Background: Transcatheter aortic valve implantation is increasingly being used in patients at lower risk for surgery. We aimed to assess the distribution of surgical risk score categories in current clinical practice and their relationship with clinical outcomes and the calibration and discrimination power of both the logistic EuroSCORE (logES) and EuroSCORE II. The SOURCE 3 study is a European prospective registry of patients with severe aortic stenosis treated with the commercially available SAPIEN 3 transcatheter heart valve.
Methods and results: Out of 1785 patients, 518 patients (low-surgical risk) had a baseline logES <10%, 691 (intermediate-surgical risk) had a logES 10% to 20%, and only 576 patients (high-surgical risk) had a logES ≥20%. Even if low-risk patients were younger compared with the other groups, the mean age was about 80 years old in each risk category. At 1 year, all-cause mortality was 10.3%, 11.4%, and 17.1% in low-, intermediate-, or high-surgical risk patients, respectively, while cardiac mortality was 5.3%, 7.7%, and 11.4%, respectively. Observed mortality rates were substantially lower than that predicted with logES. The observed/predicted mortality ratio was 0.26 in low-surgical risk patients, 0.08 in intermediate-surgical risk patients, and 0.12 in high-surgical risk patients. Similar observations were obtained with EuroSCORE II.

#### [Prompt 1]
Rewrite the SOURCE 3 abstract from "Methods and results: Out" up to and including "with EuroSCORE II.", renaming "logES" as "logistic EuroSCORE" wherever it occurs.
#### [Prompt 2]
In the SOURCE 3 abstract, how many patients were placed in the high-surgical risk group?
#### [Prompt 3]
Proceed with the SOURCE 3 abstract, continuing from its last sentence.
The rows that follow are separate material and are unrelated to the abstract.

Collected data entries:
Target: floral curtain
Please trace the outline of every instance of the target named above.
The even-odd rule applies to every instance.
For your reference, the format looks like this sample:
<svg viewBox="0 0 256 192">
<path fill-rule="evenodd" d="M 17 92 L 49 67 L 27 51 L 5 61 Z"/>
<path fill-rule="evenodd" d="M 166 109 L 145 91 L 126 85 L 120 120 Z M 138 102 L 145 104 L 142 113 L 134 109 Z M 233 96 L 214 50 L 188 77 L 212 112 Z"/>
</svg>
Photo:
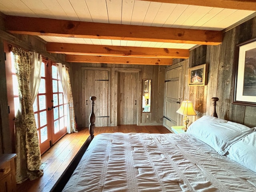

#### [Expected output 1]
Methods and results: Out of 1785 patients, 518 patients (low-surgical risk) had a baseline logistic EuroSCORE <10%, 691 (intermediate-surgical risk) had a logistic EuroSCORE 10% to 20%, and only 576 patients (high-surgical risk) had a logistic EuroSCORE ≥20%. Even if low-risk patients were younger compared with the other groups, the mean age was about 80 years old in each risk category. At 1 year, all-cause mortality was 10.3%, 11.4%, and 17.1% in low-, intermediate-, or high-surgical risk patients, respectively, while cardiac mortality was 5.3%, 7.7%, and 11.4%, respectively. Observed mortality rates were substantially lower than that predicted with logistic EuroSCORE. The observed/predicted mortality ratio was 0.26 in low-surgical risk patients, 0.08 in intermediate-surgical risk patients, and 0.12 in high-surgical risk patients. Similar observations were obtained with EuroSCORE II.

#### [Expected output 2]
576 patients, those with a logES of 20% or higher.

#### [Expected output 3]
Conclusions: In this real-world setting, two-thirds of SAPIEN 3 transcatheter heart valve treated transcatheter aortic valve implantation patients had a logES <20 but were still considered appropriate transcatheter aortic valve implantation candidates by the heart team, mainly because of older age and less frequently because of conditions not captured by risk scores. logES and EuroSCORE II had poor discrimination and calibration power in this transcatheter aortic valve implantation cohort.
Clinical trial registration: URL: https://clinicaltrials.gov . Unique identifier: NCT02698956.
Keywords: aortic stenosis; calibration; mortality; risk score; transcatheter aortic valve replacement.